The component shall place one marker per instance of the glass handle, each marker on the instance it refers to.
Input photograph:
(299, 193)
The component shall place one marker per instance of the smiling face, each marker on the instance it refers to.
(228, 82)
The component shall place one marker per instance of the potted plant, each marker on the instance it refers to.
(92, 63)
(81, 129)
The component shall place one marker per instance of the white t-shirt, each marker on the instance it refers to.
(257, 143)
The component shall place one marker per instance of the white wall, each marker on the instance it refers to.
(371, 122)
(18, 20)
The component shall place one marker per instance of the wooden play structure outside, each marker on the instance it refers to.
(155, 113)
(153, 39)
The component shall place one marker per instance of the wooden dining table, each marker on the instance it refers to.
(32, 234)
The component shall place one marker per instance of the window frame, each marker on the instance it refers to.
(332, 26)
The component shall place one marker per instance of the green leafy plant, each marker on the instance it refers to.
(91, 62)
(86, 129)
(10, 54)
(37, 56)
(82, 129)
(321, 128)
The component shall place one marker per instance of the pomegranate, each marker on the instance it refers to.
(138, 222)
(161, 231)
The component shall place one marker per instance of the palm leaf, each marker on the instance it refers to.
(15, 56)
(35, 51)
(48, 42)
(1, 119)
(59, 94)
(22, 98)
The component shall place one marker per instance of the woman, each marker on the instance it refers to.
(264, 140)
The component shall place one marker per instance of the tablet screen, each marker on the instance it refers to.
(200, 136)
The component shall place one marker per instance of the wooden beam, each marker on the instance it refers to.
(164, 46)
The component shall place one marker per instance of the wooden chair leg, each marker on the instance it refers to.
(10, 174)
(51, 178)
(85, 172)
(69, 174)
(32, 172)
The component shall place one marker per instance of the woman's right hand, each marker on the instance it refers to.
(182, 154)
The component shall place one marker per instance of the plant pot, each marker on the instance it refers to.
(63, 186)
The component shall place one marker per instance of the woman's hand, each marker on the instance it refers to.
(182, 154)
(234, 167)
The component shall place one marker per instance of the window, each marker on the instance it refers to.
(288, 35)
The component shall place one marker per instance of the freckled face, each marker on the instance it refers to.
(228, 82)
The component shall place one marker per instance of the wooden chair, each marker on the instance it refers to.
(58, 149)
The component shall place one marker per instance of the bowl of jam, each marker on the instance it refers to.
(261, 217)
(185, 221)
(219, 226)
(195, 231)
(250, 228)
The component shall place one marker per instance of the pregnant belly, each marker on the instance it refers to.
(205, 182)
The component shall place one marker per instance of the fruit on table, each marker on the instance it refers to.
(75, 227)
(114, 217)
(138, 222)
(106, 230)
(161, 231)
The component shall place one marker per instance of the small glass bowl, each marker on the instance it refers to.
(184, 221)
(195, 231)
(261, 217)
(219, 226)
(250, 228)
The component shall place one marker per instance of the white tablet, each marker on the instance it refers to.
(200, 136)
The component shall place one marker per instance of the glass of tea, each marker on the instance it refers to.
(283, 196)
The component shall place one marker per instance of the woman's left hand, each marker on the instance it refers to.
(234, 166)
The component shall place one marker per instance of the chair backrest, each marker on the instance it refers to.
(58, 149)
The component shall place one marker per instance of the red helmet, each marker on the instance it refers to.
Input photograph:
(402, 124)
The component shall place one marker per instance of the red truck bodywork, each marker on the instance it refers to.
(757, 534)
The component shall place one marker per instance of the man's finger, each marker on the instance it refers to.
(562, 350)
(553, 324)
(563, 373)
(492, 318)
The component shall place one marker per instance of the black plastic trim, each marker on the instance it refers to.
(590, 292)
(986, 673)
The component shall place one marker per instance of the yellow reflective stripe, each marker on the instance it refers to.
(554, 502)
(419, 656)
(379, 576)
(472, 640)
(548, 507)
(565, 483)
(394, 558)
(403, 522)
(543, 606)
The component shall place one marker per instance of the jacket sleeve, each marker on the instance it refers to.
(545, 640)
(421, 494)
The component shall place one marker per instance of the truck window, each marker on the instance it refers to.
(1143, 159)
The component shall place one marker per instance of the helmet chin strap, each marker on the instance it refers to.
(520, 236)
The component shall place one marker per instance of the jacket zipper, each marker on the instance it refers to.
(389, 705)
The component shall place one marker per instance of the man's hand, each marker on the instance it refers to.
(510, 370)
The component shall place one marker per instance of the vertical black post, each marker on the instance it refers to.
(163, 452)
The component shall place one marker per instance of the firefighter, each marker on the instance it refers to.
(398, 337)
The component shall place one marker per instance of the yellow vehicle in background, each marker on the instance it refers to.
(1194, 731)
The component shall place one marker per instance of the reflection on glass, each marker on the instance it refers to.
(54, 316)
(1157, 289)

________________

§ **Problem**:
Copy out every line from the one containing "the man's hand, each" to the end of the material, both ends included.

§ **Result**:
The component shall place one marker per instance of the man's hand, each marker on the instance it refers to.
(510, 370)
The component shall place one marker per instance of the vertical black post, each marker on the instance it refers to.
(163, 452)
The component shall place one marker per instance of the firefighter, each marker on the instance it refers to.
(398, 337)
The component shall place one marker per instance of the yellow vehicle in background, each marker on the instance it refers to.
(1194, 731)
The component shall place one marker per instance of the reflection on glass, each marker on the instance it refers to.
(54, 316)
(1157, 289)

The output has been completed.